→ **AIM OF THE EXERCISE**:
Lines from the beginning of the data through the line containing "A teaching note to the class: indicate the girth" are to be copied exactly, with no other line included.

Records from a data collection
Content starts

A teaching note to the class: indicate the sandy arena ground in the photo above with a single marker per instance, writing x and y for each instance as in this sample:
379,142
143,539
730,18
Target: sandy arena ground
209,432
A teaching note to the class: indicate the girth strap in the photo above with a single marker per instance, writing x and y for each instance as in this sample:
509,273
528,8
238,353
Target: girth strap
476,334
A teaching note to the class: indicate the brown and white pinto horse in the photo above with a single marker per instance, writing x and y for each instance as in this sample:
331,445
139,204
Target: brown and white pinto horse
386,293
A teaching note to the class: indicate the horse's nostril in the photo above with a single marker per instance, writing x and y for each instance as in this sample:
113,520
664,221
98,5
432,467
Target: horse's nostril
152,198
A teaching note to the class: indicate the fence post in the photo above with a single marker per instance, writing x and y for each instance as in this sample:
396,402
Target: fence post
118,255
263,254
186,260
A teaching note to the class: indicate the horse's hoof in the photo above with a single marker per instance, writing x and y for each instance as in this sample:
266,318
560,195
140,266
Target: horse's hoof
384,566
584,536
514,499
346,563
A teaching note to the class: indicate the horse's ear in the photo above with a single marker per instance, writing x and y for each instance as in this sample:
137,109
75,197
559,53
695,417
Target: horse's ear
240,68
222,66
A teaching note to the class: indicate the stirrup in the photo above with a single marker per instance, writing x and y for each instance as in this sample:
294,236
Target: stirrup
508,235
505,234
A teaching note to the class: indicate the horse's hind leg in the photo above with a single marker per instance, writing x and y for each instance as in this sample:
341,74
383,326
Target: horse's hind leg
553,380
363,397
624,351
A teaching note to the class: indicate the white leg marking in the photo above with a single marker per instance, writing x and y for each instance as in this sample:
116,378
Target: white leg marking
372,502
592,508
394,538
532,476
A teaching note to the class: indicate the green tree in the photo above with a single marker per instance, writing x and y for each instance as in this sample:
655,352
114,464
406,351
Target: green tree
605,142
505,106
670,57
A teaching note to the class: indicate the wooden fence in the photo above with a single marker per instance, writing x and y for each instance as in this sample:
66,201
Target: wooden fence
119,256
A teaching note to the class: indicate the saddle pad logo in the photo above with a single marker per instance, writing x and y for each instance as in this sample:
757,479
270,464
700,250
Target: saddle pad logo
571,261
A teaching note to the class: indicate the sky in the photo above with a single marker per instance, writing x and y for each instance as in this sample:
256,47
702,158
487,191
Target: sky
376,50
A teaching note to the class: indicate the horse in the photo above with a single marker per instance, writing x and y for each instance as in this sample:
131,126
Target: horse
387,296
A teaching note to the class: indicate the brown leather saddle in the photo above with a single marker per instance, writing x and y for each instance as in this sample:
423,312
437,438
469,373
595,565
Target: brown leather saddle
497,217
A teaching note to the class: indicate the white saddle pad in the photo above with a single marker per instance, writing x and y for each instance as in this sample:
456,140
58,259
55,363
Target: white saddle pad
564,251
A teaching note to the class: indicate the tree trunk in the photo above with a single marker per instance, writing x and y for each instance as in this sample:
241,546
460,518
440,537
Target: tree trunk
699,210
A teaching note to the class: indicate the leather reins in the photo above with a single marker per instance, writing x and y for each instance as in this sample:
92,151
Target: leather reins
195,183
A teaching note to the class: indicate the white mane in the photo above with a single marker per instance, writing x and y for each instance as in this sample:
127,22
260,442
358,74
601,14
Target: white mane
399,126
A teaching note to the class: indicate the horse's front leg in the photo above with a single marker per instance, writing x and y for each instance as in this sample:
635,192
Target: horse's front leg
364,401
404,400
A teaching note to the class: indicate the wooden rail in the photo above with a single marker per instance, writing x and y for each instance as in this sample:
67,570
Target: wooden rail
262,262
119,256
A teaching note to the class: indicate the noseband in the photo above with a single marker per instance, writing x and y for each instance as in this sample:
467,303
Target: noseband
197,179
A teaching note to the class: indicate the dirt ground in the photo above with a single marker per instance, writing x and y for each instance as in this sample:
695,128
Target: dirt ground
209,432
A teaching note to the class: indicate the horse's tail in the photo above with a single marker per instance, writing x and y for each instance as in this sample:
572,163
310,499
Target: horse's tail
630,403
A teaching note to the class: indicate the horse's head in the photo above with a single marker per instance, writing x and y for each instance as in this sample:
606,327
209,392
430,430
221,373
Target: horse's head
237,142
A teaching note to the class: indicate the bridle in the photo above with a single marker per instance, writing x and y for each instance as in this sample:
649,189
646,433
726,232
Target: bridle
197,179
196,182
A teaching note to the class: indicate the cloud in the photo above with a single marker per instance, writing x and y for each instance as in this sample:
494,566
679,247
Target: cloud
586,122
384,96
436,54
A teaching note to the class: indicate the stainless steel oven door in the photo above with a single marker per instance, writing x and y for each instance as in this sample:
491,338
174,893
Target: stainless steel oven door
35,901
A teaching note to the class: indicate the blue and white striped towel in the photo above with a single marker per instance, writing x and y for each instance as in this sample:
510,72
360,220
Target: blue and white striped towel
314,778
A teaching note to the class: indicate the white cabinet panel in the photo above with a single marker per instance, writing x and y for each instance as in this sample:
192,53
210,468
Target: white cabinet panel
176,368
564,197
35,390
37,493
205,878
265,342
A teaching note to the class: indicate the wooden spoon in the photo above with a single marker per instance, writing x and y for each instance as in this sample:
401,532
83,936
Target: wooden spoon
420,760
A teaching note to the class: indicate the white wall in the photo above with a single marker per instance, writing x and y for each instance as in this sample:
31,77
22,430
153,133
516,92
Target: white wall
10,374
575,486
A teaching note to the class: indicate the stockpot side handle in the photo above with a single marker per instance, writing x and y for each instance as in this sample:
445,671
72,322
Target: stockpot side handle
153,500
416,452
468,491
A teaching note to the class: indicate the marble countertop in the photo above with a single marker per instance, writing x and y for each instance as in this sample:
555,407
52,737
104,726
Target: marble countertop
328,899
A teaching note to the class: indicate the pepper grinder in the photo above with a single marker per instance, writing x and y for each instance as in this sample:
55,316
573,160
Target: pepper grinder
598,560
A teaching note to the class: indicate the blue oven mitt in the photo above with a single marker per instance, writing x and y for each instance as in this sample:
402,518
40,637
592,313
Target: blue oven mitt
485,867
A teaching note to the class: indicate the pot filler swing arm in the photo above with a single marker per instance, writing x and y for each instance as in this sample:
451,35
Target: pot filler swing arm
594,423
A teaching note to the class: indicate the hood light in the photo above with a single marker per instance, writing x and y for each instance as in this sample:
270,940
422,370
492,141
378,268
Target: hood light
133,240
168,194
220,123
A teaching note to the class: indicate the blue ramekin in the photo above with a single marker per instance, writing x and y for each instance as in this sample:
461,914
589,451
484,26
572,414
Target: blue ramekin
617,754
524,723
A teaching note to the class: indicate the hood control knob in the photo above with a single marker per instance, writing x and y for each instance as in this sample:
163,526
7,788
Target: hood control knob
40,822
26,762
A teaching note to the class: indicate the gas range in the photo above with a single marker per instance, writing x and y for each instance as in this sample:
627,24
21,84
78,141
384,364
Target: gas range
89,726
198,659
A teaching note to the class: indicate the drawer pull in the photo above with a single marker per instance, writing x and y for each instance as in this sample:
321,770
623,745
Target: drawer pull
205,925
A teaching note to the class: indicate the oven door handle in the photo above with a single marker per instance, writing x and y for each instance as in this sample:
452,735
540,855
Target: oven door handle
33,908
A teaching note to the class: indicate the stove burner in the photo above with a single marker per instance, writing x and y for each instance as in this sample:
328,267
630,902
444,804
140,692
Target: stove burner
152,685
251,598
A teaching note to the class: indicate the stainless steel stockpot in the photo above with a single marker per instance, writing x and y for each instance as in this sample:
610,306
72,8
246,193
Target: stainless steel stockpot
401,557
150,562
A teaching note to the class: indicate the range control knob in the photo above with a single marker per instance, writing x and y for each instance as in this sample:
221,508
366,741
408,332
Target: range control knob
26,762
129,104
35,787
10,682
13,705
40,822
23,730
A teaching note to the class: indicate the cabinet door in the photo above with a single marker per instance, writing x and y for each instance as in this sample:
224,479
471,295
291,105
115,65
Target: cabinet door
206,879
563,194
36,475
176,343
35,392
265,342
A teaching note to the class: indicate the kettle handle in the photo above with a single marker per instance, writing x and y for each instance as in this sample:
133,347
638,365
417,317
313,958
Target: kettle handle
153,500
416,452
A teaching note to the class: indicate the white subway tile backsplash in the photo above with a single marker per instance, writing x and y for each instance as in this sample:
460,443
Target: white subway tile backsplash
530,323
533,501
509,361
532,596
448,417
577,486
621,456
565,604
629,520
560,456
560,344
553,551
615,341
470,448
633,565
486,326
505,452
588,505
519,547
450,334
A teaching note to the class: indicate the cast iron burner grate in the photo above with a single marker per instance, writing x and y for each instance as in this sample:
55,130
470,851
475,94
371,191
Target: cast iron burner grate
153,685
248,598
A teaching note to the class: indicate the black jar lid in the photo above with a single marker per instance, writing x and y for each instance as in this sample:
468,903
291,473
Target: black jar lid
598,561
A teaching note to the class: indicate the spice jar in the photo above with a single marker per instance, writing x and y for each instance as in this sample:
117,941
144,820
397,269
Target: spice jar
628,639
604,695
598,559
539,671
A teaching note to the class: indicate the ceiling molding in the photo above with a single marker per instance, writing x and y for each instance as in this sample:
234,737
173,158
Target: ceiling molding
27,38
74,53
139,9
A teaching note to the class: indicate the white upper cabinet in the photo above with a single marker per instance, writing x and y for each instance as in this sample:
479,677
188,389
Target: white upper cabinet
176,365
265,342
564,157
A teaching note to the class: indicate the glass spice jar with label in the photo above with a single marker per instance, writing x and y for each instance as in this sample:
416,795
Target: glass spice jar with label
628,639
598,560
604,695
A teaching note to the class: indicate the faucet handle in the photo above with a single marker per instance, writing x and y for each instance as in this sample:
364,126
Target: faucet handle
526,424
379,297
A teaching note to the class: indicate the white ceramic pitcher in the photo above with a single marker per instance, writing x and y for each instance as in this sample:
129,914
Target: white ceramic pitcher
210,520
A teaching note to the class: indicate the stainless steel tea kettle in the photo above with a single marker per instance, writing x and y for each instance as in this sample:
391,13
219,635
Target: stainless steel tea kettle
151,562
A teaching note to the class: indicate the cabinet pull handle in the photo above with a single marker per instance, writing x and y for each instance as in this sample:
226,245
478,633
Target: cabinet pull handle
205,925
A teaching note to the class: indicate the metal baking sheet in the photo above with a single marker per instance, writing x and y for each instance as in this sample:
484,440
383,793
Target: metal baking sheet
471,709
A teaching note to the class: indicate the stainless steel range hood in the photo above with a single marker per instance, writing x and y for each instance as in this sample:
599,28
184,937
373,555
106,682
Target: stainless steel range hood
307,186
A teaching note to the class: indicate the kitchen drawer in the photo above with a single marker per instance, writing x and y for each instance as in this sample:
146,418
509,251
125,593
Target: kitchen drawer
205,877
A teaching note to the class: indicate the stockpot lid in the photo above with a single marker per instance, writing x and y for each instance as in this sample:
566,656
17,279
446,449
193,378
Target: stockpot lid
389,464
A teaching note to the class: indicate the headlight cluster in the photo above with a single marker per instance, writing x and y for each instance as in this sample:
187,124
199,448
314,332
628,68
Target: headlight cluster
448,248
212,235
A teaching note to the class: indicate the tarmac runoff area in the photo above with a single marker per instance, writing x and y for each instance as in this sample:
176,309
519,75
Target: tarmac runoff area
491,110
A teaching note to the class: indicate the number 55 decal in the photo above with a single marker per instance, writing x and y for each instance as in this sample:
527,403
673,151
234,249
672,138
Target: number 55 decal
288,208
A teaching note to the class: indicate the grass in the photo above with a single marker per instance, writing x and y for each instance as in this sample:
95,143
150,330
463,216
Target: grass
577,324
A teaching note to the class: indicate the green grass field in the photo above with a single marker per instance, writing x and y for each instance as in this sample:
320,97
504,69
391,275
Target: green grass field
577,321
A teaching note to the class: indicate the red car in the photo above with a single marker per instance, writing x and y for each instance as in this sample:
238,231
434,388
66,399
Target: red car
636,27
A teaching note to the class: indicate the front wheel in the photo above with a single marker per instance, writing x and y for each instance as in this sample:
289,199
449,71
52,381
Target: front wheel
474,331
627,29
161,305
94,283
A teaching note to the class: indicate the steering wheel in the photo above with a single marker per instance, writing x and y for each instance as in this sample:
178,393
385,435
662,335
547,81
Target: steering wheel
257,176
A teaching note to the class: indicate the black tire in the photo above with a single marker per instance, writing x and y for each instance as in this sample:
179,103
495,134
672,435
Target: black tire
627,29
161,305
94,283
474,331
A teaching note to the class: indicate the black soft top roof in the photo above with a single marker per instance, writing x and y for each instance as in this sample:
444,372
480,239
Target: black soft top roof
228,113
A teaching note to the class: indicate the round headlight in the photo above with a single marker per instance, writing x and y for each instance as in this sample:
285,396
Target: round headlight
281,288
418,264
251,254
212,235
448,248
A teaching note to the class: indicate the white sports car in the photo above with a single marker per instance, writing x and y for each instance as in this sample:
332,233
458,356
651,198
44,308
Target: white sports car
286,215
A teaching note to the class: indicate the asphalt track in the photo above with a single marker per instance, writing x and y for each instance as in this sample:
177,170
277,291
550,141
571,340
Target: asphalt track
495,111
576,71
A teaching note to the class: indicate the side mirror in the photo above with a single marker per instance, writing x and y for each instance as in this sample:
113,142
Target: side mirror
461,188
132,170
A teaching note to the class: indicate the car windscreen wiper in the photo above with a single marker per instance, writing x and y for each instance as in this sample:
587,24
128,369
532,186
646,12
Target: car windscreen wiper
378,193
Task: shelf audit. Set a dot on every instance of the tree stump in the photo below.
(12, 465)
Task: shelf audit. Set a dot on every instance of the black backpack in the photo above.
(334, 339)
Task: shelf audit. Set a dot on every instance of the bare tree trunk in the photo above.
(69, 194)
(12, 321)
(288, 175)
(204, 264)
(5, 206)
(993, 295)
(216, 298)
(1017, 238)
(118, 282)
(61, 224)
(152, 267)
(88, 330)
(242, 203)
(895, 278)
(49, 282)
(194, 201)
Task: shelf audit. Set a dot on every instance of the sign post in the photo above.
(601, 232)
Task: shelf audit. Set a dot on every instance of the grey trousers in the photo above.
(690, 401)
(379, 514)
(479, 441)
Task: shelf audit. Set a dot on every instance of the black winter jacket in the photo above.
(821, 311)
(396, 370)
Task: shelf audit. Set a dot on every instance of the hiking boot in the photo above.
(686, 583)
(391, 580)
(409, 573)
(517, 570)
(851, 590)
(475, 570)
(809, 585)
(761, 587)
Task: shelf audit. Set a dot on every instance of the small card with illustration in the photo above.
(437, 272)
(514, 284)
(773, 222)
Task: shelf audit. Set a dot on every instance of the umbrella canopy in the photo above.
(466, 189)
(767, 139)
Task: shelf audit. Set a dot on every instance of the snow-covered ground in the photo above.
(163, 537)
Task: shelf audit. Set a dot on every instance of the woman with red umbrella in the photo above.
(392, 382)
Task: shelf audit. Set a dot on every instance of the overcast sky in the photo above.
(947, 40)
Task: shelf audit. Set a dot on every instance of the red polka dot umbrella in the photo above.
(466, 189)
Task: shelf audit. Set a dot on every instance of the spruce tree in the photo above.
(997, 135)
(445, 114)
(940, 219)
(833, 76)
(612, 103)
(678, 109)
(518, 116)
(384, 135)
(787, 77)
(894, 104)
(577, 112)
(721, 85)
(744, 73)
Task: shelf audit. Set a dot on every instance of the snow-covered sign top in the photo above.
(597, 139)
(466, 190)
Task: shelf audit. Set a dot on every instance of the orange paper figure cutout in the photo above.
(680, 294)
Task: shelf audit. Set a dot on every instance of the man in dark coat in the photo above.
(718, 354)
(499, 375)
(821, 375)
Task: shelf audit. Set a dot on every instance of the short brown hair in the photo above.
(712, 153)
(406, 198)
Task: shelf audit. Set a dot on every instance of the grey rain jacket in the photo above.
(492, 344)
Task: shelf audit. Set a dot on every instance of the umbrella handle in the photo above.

Content ends

→ **RESULT OF THIS EXERCISE**:
A teaching note to the class: indicate the sandy arena ground in the photo above with a single marker per instance, writing x and y for each instance as in this sample:
379,142
143,539
730,18
Target: sandy arena ground
209,432
A teaching note to the class: indicate the girth strap in the photo above with a single marker per instance, writing x and y for each instance as in this sample:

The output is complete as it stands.